▶ EXERCISE MATERIALS
· · ·
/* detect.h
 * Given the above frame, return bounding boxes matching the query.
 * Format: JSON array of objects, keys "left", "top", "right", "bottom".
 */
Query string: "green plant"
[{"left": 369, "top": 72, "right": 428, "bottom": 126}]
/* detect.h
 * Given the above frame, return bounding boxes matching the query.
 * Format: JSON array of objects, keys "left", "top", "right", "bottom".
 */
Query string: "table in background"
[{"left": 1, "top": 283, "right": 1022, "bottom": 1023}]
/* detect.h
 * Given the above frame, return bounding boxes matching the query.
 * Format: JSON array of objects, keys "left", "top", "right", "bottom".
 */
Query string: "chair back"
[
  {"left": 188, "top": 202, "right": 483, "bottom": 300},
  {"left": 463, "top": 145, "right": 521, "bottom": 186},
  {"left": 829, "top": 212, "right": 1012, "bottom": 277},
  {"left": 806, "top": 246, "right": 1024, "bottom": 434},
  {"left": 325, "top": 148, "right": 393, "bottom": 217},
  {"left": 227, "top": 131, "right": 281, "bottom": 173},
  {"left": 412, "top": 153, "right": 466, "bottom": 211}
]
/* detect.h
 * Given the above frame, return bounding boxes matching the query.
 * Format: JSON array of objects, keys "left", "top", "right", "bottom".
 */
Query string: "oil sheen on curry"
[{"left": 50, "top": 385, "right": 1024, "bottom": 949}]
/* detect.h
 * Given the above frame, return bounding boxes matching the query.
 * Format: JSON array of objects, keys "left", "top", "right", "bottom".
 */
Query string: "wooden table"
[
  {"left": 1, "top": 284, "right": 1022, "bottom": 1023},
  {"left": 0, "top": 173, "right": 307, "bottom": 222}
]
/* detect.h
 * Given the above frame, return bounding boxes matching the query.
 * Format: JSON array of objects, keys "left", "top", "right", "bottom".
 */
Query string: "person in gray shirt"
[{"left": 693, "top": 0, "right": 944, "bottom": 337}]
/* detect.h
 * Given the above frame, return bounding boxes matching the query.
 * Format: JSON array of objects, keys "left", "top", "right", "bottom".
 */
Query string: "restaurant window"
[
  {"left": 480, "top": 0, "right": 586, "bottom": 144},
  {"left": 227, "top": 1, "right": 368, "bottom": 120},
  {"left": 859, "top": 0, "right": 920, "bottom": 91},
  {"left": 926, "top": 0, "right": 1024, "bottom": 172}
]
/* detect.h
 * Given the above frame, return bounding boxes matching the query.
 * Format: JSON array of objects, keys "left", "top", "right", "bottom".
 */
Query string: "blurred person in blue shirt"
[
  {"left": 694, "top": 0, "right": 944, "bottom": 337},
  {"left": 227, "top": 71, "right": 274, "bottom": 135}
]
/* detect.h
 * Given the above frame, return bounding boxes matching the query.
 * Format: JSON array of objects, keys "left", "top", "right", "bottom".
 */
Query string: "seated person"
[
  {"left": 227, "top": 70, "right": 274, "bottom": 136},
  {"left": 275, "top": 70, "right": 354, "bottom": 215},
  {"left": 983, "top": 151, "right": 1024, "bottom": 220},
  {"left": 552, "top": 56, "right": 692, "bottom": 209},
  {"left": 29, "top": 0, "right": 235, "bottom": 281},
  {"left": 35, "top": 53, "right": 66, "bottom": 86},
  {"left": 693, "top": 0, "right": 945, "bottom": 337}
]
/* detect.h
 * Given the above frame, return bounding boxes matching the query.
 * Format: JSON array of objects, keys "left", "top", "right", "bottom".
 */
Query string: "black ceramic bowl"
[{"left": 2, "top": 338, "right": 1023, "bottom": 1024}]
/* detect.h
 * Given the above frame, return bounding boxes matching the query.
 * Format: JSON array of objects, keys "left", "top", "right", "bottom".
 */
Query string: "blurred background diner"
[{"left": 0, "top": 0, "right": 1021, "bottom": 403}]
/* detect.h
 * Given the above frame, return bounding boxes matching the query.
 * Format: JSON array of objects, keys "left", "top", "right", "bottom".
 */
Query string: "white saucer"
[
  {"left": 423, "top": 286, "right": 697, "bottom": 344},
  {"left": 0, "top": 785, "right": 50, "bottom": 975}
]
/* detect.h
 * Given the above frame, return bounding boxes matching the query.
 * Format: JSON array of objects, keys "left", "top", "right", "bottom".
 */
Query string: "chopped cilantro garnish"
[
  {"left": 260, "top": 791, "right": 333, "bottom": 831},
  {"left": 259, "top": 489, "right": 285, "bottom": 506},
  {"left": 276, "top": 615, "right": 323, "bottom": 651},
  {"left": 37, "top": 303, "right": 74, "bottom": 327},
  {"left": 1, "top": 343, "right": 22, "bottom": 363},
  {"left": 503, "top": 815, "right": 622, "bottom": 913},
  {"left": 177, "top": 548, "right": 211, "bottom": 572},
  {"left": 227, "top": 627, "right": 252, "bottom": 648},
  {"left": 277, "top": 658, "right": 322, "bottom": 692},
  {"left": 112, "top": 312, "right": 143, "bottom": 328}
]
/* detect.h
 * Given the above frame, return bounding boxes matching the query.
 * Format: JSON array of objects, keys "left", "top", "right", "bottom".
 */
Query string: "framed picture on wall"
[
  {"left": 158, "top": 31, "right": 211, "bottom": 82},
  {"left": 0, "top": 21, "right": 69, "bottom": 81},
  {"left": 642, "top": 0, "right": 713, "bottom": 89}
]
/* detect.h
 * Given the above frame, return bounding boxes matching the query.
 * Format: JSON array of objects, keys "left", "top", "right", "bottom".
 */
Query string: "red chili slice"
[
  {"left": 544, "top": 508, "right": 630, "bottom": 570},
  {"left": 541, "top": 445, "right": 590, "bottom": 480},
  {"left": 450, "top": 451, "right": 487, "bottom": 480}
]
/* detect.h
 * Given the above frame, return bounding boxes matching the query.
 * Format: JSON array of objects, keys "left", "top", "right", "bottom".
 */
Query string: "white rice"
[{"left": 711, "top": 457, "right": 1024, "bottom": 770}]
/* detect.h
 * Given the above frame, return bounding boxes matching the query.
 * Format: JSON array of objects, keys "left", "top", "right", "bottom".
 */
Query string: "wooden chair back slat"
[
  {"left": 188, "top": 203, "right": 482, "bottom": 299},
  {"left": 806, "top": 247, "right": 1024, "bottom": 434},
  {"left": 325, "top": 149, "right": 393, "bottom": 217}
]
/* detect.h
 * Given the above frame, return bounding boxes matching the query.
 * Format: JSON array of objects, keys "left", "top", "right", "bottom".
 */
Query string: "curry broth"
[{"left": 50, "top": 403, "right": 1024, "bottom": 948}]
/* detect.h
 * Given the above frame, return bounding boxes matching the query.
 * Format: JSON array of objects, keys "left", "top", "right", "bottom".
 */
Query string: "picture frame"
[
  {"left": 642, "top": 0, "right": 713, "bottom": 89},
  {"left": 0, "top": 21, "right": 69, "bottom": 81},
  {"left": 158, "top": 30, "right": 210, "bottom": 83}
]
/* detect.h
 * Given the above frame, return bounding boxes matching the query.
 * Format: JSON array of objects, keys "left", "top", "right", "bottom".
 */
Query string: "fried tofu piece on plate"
· · ·
▶ TASK TO CARRY OUT
Please transcribe the material above in full, keeping every character intact.

▶ SOLUTION TO THE PROBLEM
/* detect.h
 * Given the above frame, return bounding boxes matching the query.
 * Format: JSON array of objects, keys "left", "top", "right", "bottom".
 */
Query string: "green plant"
[{"left": 369, "top": 72, "right": 428, "bottom": 126}]
/* detect.h
 * Given the above frame, return bounding boxes matching the query.
 * Format: JSON array of objects, keys "left", "top", "right", "bottom".
 */
Query string: "table in background"
[{"left": 1, "top": 283, "right": 1022, "bottom": 1023}]
/* detect.h
 * Given the above frame, return bounding boxes matching the query.
 * Format: JSON array of objects, keys "left", "top", "right", "bottom".
 */
Query string: "chair back"
[
  {"left": 188, "top": 202, "right": 483, "bottom": 300},
  {"left": 463, "top": 145, "right": 521, "bottom": 186},
  {"left": 829, "top": 212, "right": 1012, "bottom": 277},
  {"left": 806, "top": 246, "right": 1024, "bottom": 434},
  {"left": 325, "top": 148, "right": 393, "bottom": 217},
  {"left": 227, "top": 131, "right": 281, "bottom": 173},
  {"left": 412, "top": 153, "right": 466, "bottom": 211}
]
/* detect.h
 * Given the above frame, return bounding boxes matching the query.
 * Format: JSON array of objects, keys "left", "top", "right", "bottom".
 */
Query string: "oil sheen on curry"
[{"left": 50, "top": 385, "right": 1024, "bottom": 949}]
/* detect.h
 * Given the above frame, return bounding boxes matching the query.
 * Format: JSON array of objects, keys "left", "top", "right", "bottom".
 */
Query string: "wooden table"
[
  {"left": 1, "top": 284, "right": 1022, "bottom": 1023},
  {"left": 0, "top": 173, "right": 307, "bottom": 222}
]
/* detect.h
 * Given the above frame, return bounding boxes matching the query.
 * Format: JSON array of objects, keys "left", "top", "right", "bottom".
 */
Query string: "person in gray shirt"
[{"left": 693, "top": 0, "right": 944, "bottom": 337}]
/* detect.h
 * Given the above frame, return bounding boxes matching the query.
 * Format: JSON array of objects, keys "left", "top", "right", "bottom".
 */
Query string: "restaurant window"
[
  {"left": 480, "top": 0, "right": 586, "bottom": 144},
  {"left": 227, "top": 1, "right": 368, "bottom": 120},
  {"left": 859, "top": 0, "right": 920, "bottom": 91},
  {"left": 926, "top": 0, "right": 1024, "bottom": 172}
]
/* detect.h
 * Given the above frame, return bounding boxes matching the query.
 * Format: JSON array of objects, keys "left", "top", "right", "bottom".
 */
Query string: "blurred person in blue shirt"
[
  {"left": 694, "top": 0, "right": 944, "bottom": 337},
  {"left": 227, "top": 71, "right": 274, "bottom": 135}
]
/* detect.h
 * Given the above frame, return bounding boxes matching the query.
 * Format: JSON array of objects, keys "left", "top", "right", "bottom".
 */
Query string: "seated person"
[
  {"left": 227, "top": 70, "right": 274, "bottom": 136},
  {"left": 275, "top": 70, "right": 354, "bottom": 215},
  {"left": 983, "top": 151, "right": 1024, "bottom": 220},
  {"left": 552, "top": 56, "right": 692, "bottom": 209},
  {"left": 29, "top": 0, "right": 235, "bottom": 281},
  {"left": 35, "top": 53, "right": 66, "bottom": 86},
  {"left": 693, "top": 0, "right": 945, "bottom": 337}
]
/* detect.h
 * Given the above frame, return bounding boxes matching the query.
 * Format: JSON array of objects, keys "left", "top", "right", "bottom".
 */
Query string: "black ceramic bowl"
[{"left": 2, "top": 338, "right": 1023, "bottom": 1024}]
/* detect.h
 * Given the above frame, return bounding boxes matching the query.
 * Format: JSON array of objects, keys "left", "top", "right", "bottom".
 */
Query string: "blurred background diner"
[{"left": 0, "top": 0, "right": 1021, "bottom": 403}]
/* detect.h
 * Given the above frame, return bounding boxes matching the query.
 * Format: JSON array of objects, keys "left", "top", "right", "bottom".
 */
Query string: "white saucer"
[
  {"left": 423, "top": 286, "right": 697, "bottom": 344},
  {"left": 0, "top": 785, "right": 50, "bottom": 975}
]
/* detect.h
 * Given the above frame, return bounding boxes matching the query.
 * Format: JSON array of objects, keys "left", "top", "right", "bottom".
 */
Query string: "chopped cilantro garnish"
[
  {"left": 260, "top": 791, "right": 333, "bottom": 831},
  {"left": 259, "top": 489, "right": 285, "bottom": 506},
  {"left": 276, "top": 615, "right": 323, "bottom": 651},
  {"left": 37, "top": 303, "right": 74, "bottom": 327},
  {"left": 1, "top": 343, "right": 22, "bottom": 363},
  {"left": 503, "top": 815, "right": 622, "bottom": 913},
  {"left": 177, "top": 548, "right": 211, "bottom": 572},
  {"left": 227, "top": 627, "right": 252, "bottom": 648},
  {"left": 277, "top": 658, "right": 322, "bottom": 692},
  {"left": 112, "top": 312, "right": 143, "bottom": 328}
]
/* detect.h
 * Given the above frame, return bounding boxes matching the query.
 * Format: JSON array of objects, keys "left", "top", "right", "bottom".
 */
Query string: "framed picture on wall"
[
  {"left": 158, "top": 31, "right": 211, "bottom": 82},
  {"left": 0, "top": 21, "right": 69, "bottom": 81},
  {"left": 642, "top": 0, "right": 713, "bottom": 89}
]
/* detect.h
 * Given the above frame, return bounding boxes matching the query.
 * Format: JSON array of objects, keys "left", "top", "right", "bottom".
 */
Query string: "red chili slice"
[
  {"left": 544, "top": 508, "right": 630, "bottom": 570},
  {"left": 541, "top": 445, "right": 590, "bottom": 480},
  {"left": 450, "top": 451, "right": 487, "bottom": 480}
]
/* detect.h
 * Given the above frame, return bounding boxes matching the query.
 * Format: JSON array of objects, keys "left", "top", "right", "bottom".
 */
Query string: "white rice"
[{"left": 711, "top": 457, "right": 1024, "bottom": 770}]
/* detect.h
 * Given the above frame, return bounding boxes matching the query.
 * Format: JSON array of objects, keys "left", "top", "right", "bottom".
 */
Query string: "wooden chair back slat"
[
  {"left": 188, "top": 203, "right": 482, "bottom": 299},
  {"left": 806, "top": 247, "right": 1024, "bottom": 434},
  {"left": 325, "top": 149, "right": 393, "bottom": 217}
]
/* detect.h
 * Given the above frame, return bounding boxes matching the query.
 * Format: JSON array of objects, keys "left", "top", "right", "bottom".
 */
Query string: "curry broth"
[{"left": 50, "top": 403, "right": 1024, "bottom": 948}]
/* detect.h
 * Given the above frame, return bounding boxes matching the query.
 * Format: JSON array of objects, keys "left", "top", "right", "bottom".
 */
Query string: "picture frame"
[
  {"left": 642, "top": 0, "right": 713, "bottom": 89},
  {"left": 0, "top": 21, "right": 69, "bottom": 81},
  {"left": 158, "top": 30, "right": 210, "bottom": 83}
]
/* detect.h
 * Given the above frame, return bounding boxes matching the query.
 * Format: JSON array of objects, keys "left", "top", "right", "bottom".
 */
Query string: "fried tofu piece on plate"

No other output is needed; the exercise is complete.